Name every file in the passage on crawling the Mathematics Genealogy Project whose name includes an extension.

■ EXTRACT TO READ ■
▽

Including common ancestors in the genealogy is a lot more challenging. The number of individuals that have a shared common ancestor with a typical living academic is going to be huge, resulting in a lot of queries to the MGP and producing an unwieldy visualisation. Instead, we want some way of selecting a few interesting individuals to see if their ancestry can be connected to the person we're building a genealogy for (I'll call this person the focal academic for short) and then building the visualisation around that, possibly culling a few unwanted branches of the tree in the process.

Some Scripts

The Script-GenealogyMiner directory contains a Python script, genealogy_miner.py, that crawls the MGP for a given focal academic, attempting to connect him/her to other academics. It's configured through another Python file (specified as a command line argument) that contains configuration options. I've provided an example, config_turing.py, with Alan Turing as the focal academic. To run this example, download the Script-GenealogyMiner directory and execute:

python genealogy_miner.py config_turing.py turing.dot

For demonstration purposes, the configuration only has a few seed academics (see SEED_ID_LIST). Seeds are academics the script will attempt to find shared ancestry with. Crawling can take a while, depending on the number of individuals to be crawled, the number of ancestors they have, and the response time of the MGP servers. The crawl with the 14 example seed academics should take less than four minutes.

graphviz rendering of the Turing example with all demo seeds.

GraphViz rendering of the Turing example.

The output is a plain-text dot file (turing.dot) describing the genealogy (as a list of nodes and edges, including some formatting instructions such as text and arrow colours) that can be imported into other applications (I used OmniGraffle) so you can do further design work. dot is a popular graph description format and is fairly well supported. If you have GraphViz installed on your system, you can have it generate a rendering via:

dot -T png turing.dot > turing.png

The GraphViz rendering isn't production-quality -- for the final graphic I imported the dot file into OmniGraffle -- but it's useful when you're tweaking the crawl configuration. It takes a bit of guesswork to determine which academics might be reachable from the focal node. The configuration file allows you to specify a few different features which you'll need to play around with, so having GraphViz on hand to do quick renderings of the resulting genealogy is useful.

I should note that the script builds on Geneagrapher (already included in the Script-GenealogyMiner directory), which it uses to query the online MGP database.

Taking a look in config_turing.py shows how we can configure the crawler:

  • The focal academic (ID_FOCAL_NODE): The MGP identifier of the academic for whom we are generating the genealogy. This is given in the Mathematics Genealogy Project URL for a particular academic; e.g., Turing's page ends in ...?id=8014.

△

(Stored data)
▽

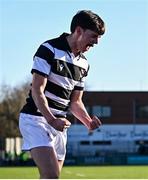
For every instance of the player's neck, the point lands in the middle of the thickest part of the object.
(73, 44)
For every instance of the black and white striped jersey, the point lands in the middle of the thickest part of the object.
(65, 73)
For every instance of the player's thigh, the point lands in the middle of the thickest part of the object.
(45, 159)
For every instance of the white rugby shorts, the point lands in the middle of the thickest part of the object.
(37, 132)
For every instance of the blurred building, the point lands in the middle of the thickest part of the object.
(124, 129)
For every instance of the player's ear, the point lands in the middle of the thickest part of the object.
(79, 30)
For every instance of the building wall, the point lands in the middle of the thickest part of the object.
(125, 107)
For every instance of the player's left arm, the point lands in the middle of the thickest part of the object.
(78, 109)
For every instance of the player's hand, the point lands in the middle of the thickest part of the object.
(95, 123)
(60, 124)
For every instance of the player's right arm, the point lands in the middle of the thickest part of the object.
(38, 87)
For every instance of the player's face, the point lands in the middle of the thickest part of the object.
(87, 39)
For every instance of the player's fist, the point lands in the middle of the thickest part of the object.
(95, 123)
(60, 124)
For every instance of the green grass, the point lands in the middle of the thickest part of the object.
(80, 172)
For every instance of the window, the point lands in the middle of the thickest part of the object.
(101, 111)
(142, 111)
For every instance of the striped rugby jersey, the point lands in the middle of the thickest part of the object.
(65, 73)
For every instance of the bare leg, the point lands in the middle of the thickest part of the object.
(60, 162)
(46, 161)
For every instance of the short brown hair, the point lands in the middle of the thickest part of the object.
(88, 20)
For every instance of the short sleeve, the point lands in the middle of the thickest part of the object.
(42, 60)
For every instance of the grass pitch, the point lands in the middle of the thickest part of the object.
(80, 172)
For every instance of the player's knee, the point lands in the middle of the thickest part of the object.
(50, 175)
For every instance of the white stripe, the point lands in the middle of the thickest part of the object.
(64, 56)
(41, 65)
(64, 82)
(51, 48)
(57, 99)
(77, 61)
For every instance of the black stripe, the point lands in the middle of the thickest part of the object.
(58, 90)
(38, 72)
(66, 69)
(78, 88)
(45, 53)
(56, 105)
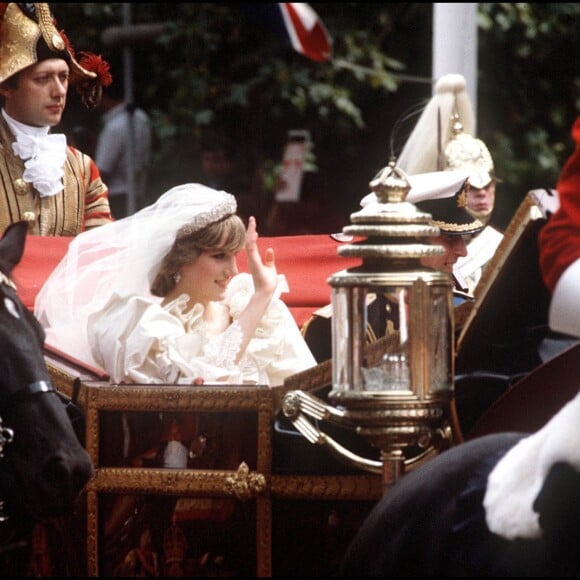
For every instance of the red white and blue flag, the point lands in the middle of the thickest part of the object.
(306, 31)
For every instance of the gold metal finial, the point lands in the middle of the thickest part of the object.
(390, 184)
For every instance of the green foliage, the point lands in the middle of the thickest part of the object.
(217, 65)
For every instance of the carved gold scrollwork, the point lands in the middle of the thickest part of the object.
(245, 485)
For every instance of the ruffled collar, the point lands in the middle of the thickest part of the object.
(43, 154)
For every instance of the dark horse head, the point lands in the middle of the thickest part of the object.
(44, 467)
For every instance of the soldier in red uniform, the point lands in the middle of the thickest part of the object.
(53, 186)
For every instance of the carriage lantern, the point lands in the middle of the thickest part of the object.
(396, 390)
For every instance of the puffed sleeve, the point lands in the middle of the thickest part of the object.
(136, 340)
(277, 349)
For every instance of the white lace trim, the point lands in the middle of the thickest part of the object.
(44, 156)
(222, 350)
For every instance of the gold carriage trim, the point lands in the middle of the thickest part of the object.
(459, 228)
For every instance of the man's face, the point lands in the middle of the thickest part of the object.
(39, 96)
(480, 201)
(455, 247)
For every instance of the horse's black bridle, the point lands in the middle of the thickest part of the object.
(31, 389)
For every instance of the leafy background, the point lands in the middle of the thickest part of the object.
(221, 66)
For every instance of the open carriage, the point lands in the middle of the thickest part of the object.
(253, 497)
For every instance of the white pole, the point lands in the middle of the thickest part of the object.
(128, 87)
(455, 43)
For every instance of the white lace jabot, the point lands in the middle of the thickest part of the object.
(43, 154)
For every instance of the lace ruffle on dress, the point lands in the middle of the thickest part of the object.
(137, 340)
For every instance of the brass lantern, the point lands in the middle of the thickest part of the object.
(397, 390)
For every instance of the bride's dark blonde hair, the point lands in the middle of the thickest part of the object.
(227, 234)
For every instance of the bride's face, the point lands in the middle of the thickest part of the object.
(206, 278)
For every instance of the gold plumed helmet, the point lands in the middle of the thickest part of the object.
(28, 35)
(470, 154)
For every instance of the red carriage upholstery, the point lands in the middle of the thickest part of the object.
(306, 260)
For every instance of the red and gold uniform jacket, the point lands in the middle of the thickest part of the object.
(559, 239)
(83, 203)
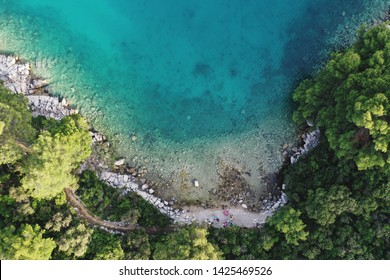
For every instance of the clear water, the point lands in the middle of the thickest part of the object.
(198, 82)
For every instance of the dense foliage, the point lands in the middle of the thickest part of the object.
(110, 204)
(54, 157)
(16, 131)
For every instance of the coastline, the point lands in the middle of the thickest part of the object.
(17, 76)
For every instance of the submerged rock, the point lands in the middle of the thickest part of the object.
(120, 162)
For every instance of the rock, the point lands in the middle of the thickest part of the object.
(283, 198)
(120, 162)
(196, 183)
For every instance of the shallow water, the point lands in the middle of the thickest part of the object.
(202, 84)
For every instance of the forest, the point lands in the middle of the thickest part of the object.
(339, 192)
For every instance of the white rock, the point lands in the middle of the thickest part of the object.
(120, 162)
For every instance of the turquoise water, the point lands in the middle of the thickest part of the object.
(187, 77)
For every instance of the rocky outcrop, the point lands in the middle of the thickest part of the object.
(16, 76)
(126, 183)
(49, 106)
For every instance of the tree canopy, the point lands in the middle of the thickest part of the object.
(350, 100)
(16, 131)
(25, 243)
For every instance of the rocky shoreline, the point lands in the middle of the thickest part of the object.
(16, 75)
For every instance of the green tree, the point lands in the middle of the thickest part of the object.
(55, 156)
(325, 205)
(349, 99)
(287, 221)
(26, 243)
(74, 241)
(136, 245)
(104, 246)
(186, 244)
(16, 131)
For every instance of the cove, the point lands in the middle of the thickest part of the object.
(190, 89)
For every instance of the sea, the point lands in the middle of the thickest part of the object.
(188, 89)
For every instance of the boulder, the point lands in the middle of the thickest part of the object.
(196, 183)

△

■ RESPONSE TO THE TASK ■
genealogy_miner.py
config_turing.py
turing.dot
turing.png